#### EXERCISE INPUT

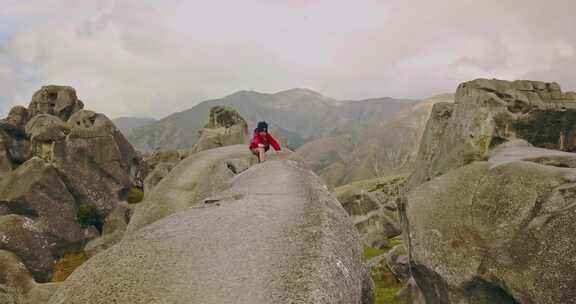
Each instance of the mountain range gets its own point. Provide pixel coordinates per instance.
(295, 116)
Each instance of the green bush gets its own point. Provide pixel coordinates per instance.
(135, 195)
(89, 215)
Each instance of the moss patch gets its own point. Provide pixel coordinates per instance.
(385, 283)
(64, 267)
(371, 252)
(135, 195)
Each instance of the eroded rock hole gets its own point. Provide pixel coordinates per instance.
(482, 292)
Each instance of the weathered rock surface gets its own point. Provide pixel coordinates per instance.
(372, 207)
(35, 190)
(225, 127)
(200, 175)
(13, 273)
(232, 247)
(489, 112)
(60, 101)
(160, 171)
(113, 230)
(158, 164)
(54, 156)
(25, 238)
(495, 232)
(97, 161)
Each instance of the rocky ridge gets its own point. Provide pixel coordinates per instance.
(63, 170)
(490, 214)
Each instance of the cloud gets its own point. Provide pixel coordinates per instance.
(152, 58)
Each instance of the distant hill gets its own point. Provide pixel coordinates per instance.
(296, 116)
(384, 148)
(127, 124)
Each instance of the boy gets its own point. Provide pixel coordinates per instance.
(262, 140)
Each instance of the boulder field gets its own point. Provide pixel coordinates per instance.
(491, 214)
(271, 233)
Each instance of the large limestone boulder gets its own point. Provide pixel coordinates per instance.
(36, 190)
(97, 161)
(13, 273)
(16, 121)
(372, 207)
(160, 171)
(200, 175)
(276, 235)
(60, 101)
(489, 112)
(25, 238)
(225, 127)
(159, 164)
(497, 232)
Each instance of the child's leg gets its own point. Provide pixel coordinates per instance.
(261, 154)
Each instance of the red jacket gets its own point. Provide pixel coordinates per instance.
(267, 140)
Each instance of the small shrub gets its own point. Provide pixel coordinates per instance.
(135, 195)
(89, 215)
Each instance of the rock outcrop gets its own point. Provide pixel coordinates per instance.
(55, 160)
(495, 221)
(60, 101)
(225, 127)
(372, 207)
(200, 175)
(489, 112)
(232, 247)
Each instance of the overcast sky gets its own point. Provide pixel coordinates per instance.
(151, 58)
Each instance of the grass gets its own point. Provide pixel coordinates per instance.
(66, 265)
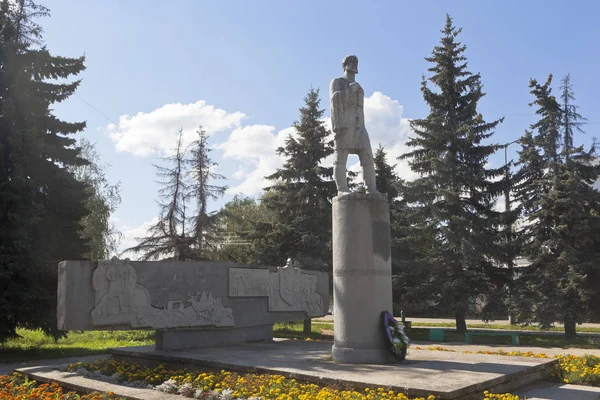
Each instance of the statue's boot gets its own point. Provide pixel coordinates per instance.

########

* TASK GOAL *
Repeat word for word, leaving out the pictures, each line of the records from the line that holds "Each instance of the rocky" through the final one.

* EXPECTED ANSWER *
Each instance of the rocky ridge gets its own point. Provide pixel coordinates per instance.
(63, 170)
(490, 214)
Each instance of the cloud gets its own point. Provide pixel coordinates per instance.
(152, 58)
Each instance of the distant hill gets its own point. Provide pixel coordinates per instance.
(296, 116)
(384, 148)
(127, 124)
Each instance of the boy gets its own point. Provide pixel coordinates per instance.
(262, 140)
Each instance of the boulder field gets its own point. Provide pixel coordinates per instance.
(491, 214)
(271, 233)
Each instance of the large limestone boulder gets its own point. Provide pixel coordinates per instance.
(36, 190)
(97, 161)
(13, 273)
(16, 121)
(372, 207)
(160, 171)
(200, 175)
(276, 235)
(60, 101)
(489, 112)
(25, 238)
(225, 127)
(159, 164)
(497, 232)
Each instance of the child's leg gets its own point. Provide pixel coordinates per instance.
(261, 154)
Each instance of the red jacket gets its own point. Provide pixel coordinates per instance.
(267, 140)
Each instance of the small shrub gets its own point. Provide pixel coordinates per instance.
(135, 195)
(89, 215)
Each instance of the rock outcrop gets its own point. Provide pixel coordinates per instance.
(55, 160)
(495, 221)
(60, 101)
(225, 127)
(372, 207)
(200, 175)
(489, 112)
(232, 247)
Each instance of the overcast sky gets its own point. Provide pixel coordinates per instance.
(151, 58)
Each instance of the grass gets its own point. Provide pixel coordinates per instance.
(66, 265)
Each instance of the statue's boot gets its own point. Provide pixel coordinates per instance.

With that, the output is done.